TASKS AND EXERCISES:
[a] Set down, word for word, the passage of the MPICH forum post between "mpiexec -n 2 -host HOST2 .\cpi.exe : -n" and "expired. (errno 121)", inclusive.
[b] In one to three sentences, explain what happens when the host order in the last working command of the MPICH forum post is swapped, and what cause the error message gives.
[c] List every mpiexec command that appears in the MPICH forum post.
BEGIN TEXT PROVIDED
0

I'm having this weird problem which I have no idea how to solve and I would appreciate some help...

I'm running Windows 7 on multiple locally connected machines, which have MPICH (version 1.4.1p1) installed. I have checked that the standard cpi.exe example works on each machine. However, when testing it on multiple machines, I find a weird problem. Suppose I have three machines: localhost, HOST1, HOST2.

If I execute the following commands (from localhost)

mpiexec -n 2 -host HOST1 .\cpi.exe

mpiexec -n 2 -host HOST2 .\cpi.exe

mpiexec -n 2 -host HOST1 .\cpi.exe : -n 2 -host HOST2 .\cpi.exe

then they executes fine. However, if I swap the order of the hosts around from the last one, i.e

mpiexec -n 2 -host HOST2 .\cpi.exe : -n 2 -host HOST1 .\cpi.exe

then I get the following error:

Fatal error in PMPI_Bcast: Other MPI error, error stack: PMPI_Bcast(1478)......................: MPI_Bcast(buf=0018FE48, count=1, MPI_INT , root=0, MPI_COMM_WORLD) failed MPIR_Bcast_impl(1321).................: MPIR_Bcast_intra(1119)................: MPIR_Bcast_scatter_ring_allgather(962): MPIR_Bcast_binomial(213)..............: Failure during collective MPIR_Bcast_scatter_ring_allgather(955): MPIR_Bcast_binomial(189)..............: MPIC_Send(66).........................: MPIC_Wait(540)........................: MPIDI_CH3I_Progress(402)..............: MPID_nem_mpich2_blocking_recv(905)....: MPID_nem_newtcp_module_poll(37).......: MPID_nem_newtcp_module_connpoll(2656).: gen_cnting_fail_handler(1739).........: connect failed - The semaphore timeout p eriod has expired. (errno 121)
END TEXT PROVIDED
BEGIN SOURCE DATA
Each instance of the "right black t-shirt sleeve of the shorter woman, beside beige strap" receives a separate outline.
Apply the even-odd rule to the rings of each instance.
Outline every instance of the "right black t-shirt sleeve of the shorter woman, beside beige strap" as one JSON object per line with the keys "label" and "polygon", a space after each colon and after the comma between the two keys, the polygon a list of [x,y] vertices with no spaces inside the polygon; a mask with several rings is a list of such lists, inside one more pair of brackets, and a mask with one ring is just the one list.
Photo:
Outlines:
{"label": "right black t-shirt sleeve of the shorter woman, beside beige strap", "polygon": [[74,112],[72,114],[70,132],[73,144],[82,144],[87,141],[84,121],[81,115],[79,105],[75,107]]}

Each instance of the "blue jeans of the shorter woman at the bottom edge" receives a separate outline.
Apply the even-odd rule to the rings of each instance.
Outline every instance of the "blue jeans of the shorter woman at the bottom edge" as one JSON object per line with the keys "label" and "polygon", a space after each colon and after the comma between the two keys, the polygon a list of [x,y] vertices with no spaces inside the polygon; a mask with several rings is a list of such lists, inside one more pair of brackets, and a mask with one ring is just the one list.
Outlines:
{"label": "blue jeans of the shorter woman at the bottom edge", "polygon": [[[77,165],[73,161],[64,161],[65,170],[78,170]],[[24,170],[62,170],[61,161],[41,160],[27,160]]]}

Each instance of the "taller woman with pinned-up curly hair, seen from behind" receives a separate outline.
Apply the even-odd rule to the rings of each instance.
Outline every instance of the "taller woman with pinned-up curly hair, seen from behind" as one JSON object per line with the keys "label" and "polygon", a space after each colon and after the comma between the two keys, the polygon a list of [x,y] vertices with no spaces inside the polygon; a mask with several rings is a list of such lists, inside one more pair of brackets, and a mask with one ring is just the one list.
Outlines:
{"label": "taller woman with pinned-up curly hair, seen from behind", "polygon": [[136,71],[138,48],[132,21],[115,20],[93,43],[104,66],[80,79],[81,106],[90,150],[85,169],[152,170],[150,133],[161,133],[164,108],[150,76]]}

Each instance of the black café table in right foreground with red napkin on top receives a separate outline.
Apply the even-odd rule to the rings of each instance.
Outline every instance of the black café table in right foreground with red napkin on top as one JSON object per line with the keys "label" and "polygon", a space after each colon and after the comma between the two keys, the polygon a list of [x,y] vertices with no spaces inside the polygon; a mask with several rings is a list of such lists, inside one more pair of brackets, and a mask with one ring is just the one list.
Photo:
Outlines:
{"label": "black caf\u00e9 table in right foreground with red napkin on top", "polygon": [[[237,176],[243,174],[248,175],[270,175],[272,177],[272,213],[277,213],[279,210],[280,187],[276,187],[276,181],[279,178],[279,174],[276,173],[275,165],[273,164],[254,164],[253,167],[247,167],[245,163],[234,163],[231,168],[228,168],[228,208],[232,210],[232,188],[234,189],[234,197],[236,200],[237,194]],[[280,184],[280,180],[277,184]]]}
END SOURCE DATA
ANSWERS BY ITEM:
[a]
mpiexec -n 2 -host HOST2 .\cpi.exe : -n 2 -host HOST1 .\cpi.exe

then I get the following error:

Fatal error in PMPI_Bcast: Other MPI error, error stack: PMPI_Bcast(1478)......................: MPI_Bcast(buf=0018FE48, count=1, MPI_INT , root=0, MPI_COMM_WORLD) failed MPIR_Bcast_impl(1321).................: MPIR_Bcast_intra(1119)................: MPIR_Bcast_scatter_ring_allgather(962): MPIR_Bcast_binomial(213)..............: Failure during collective MPIR_Bcast_scatter_ring_allgather(955): MPIR_Bcast_binomial(189)..............: MPIC_Send(66).........................: MPIC_Wait(540)........................: MPIDI_CH3I_Progress(402)..............: MPID_nem_mpich2_blocking_recv(905)....: MPID_nem_newtcp_module_poll(37).......: MPID_nem_newtcp_module_connpoll(2656).: gen_cnting_fail_handler(1739).........: connect failed - The semaphore timeout p eriod has expired. (errno 121)

[b] With HOST2 listed before HOST1, the command stops with a fatal error in PMPI_Bcast, although the original order ran fine. The error stack blames a failed connection: "The semaphore timeout period has expired" (errno 121).

[c]
- mpiexec -n 2 -host HOST1 .\cpi.exe
- mpiexec -n 2 -host HOST2 .\cpi.exe
- mpiexec -n 2 -host HOST1 .\cpi.exe : -n 2 -host HOST2 .\cpi.exe
- mpiexec -n 2 -host HOST2 .\cpi.exe : -n 2 -host HOST1 .\cpi.exe